▶ _PROBLEM REQUIREMENTS_
Continue the passage below on CPAP support for newborns, starting after its last sentence.

▶ _EXTRACT PROVIDED_
☆ ☆ ☆ ☆

Bilevel nasal CPAP, popularly known as BiPAP/SiPAP is a newer mode of non-invasive respiratory support similar to CPAP where two levels of CPAP (Phigh and Plow) are given at preset time intervals (Thigh [time the CPAP pressures are high] and Tlow [time the CPAP pressures are low]). A study evaluating BiPAP after InSurE failure to prevent the need for mechanical ventilation among VLBW neonates (n=60) found that the need of mechanical ventilation was 27% in the historical controls as compared to 0% in the BiPAP group [63]. A RCT by Lista, et al. [64] comparing BIPAP with CPAP among neonates with RDS between 28-34 weeks of gestation (n=40) found similar cytokine levels in serum on day 1 and 7 of life. However, neonates in CPAP group required longer respiratory support and oxygen therapy, and were discharged later [64]. Another RCT comparing CPAP with BiPAP in the post-extubation setting among neonates (n=136) with birth weight £1250g did not find any difference in the incidence of sustained extubation for next 7 days after extubation [65]. Thus, preliminary data is encouraging but more evidence is required in this direction.

Another recent innovation is Sea-PAP, a modification of bubble CPAP, where a segment of the expiratory tube immersed in water has been bent at an angle of 135° [66]. The rationale is to increase the amplitude of the oscillations which are superimposed on the pressure fluctuations, which may result in better recruitment of alveoli and better gas exchange. Preliminary data in animal studies are promising but the device requires clinical evaluation [67].

Long Term Outcomes of CPAP

In a retrospective analysis, Thomas, et al. [68] compared the ventilator support strategy (CPAP vs. mechanical ventilation) at 24 h of age to predict neurodevelopmental outcomes. After adjusting for illness severity, those on CPAP at 24 hours of life had better Bayley Scores of Infant Development at 18-22 months of corrected age apart from lower BPD and lower mortality [68]. In the SUPPORT trial, there was no statistically significant difference in the composite outcome of death or neurodevelopmental impairment at 18-22 months of corrected age in early CPAP group as compared to mechanical ventilation and surfactant group [69]. Further studies are required to evaluate long-term impact of CPAP on various development and respiratory outcomes.

☆ ☆ ☆ ☆

▶ _SUPPLIED MATERIAL_
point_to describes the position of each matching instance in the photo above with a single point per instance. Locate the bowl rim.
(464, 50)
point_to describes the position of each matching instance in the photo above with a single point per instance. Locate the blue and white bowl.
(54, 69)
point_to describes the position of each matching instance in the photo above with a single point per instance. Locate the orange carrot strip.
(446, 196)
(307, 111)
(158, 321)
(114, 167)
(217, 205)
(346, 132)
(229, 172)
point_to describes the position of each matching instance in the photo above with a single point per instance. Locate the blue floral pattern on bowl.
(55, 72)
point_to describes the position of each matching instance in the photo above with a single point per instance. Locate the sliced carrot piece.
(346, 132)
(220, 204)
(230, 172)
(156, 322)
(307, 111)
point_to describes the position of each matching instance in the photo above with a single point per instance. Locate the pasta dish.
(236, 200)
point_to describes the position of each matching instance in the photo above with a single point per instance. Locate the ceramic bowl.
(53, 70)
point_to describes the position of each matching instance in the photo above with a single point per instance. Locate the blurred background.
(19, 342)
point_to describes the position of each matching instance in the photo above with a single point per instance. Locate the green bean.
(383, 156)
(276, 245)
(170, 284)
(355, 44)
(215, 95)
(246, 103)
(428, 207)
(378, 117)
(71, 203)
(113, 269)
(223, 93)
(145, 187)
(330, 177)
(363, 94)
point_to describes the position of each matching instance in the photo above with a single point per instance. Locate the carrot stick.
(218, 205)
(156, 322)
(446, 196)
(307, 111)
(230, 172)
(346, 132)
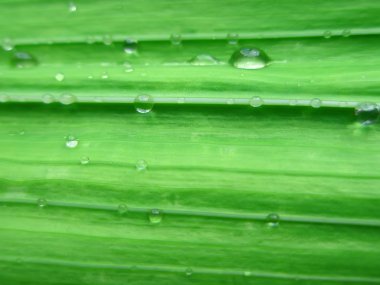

☆ ☆ ☆ ☆

▶ _RESULT OF THIS TASK_
Implications and Applicability

Assuming the incidence of RDS to be 1.2% among live-births, nearly 1,86,000 infants each year are affected with RDS in India [70]. With a reported mortality of 57% to 89% among infants with RDS, nearly 100,000 infants each year are estimated to die due to RDS [71]. Mechanical ventilation and CPAP are the mainstay in the management of RDS. Even the low-cost indigenously designed CPAP systems have been shown to be effective in reducing the mortality and up-transfers among term and preterm neonates with respiratory distress in low- and middle-income countries [72-74].

A recent systematic review [75] examining the efficacy and safety of bubble CPAP in neonates with respiratory distress in low- and middle-income countries found that the initial use of bubble CPAP compared with oxygen therapy reduced the need for mechanical ventilation by 30-50%. Although the mortality and the complication rates between the bubble CPAP and ventilator CPAP were similar, the CPAP failure rate was lower in the bubble CPAP group as compared to ventilator CPAP (3 RCTs, OR 0.32, 95% CI 0.16, 0.67; P<0.003). Better outcomes were seen in neonates with birth weight >1000 g than neonates <1000 g, and in those with mild to moderate respiratory distress compared to neonates with more severe disease. Moreover, bubble CPAP can be effectively and safely applied by nurses and other health workers after their initial training in these settings, and thus may improve neonatal survival and quality of neonatal care [75].

Most places except few referral neonatal units, teaching hospitals and medical colleges cannot provide invasive ventilation in developing countries. Therefore, CPAP appears to be the best option to manage infant with RDS and to prevent up-transfers to already over-burdened Level III/tertiary care centers. It also reduces cost of care by reducing the need for mechanical ventilation and surfactant [76]. Early use of CPAP will be a simple and cost effective intervention in resource-limited settings.

With the substantial increase in the CPAP use over last decade, future seems promising. However, dependence on imported CPAP devices, lack of an ideal interface, non-availability of round-the-clock air/oxygen supply, surfactant and backup ventilation, lack of awareness and expertise among doctors and inadequately trained nursing staff are the major challenges. This situation is further compounded by overcrowded delivery rooms and lack of NICU beds. Good antenatal care, timely referral, and optimum delivery and newborn care practices should be equally addressed to get maximum benefits from CPAP.

Our initial focus should be primarily on infants with gestation >28 weeks to make a larger impact. However, as survival of extremely low birth weight neonates has improved, tertiary care centers should focus on very early CPAP in the delivery room. The concerns of associated morbidities and long-term sequelae should be addressed with simultaneous improvements in effective resuscitation, asepsis, breast milk feeding, aggressive nutrition, intensive monitoring, and screening for complications.

CPAP is a big boon for resource-limited countries, provided it is started early and used judiciously along with holistic care and proper follow-up services.

Contribution: All authors contributed to review of literature, manuscript drafting and its final approval.

Funding: None; Competing interests: None stated.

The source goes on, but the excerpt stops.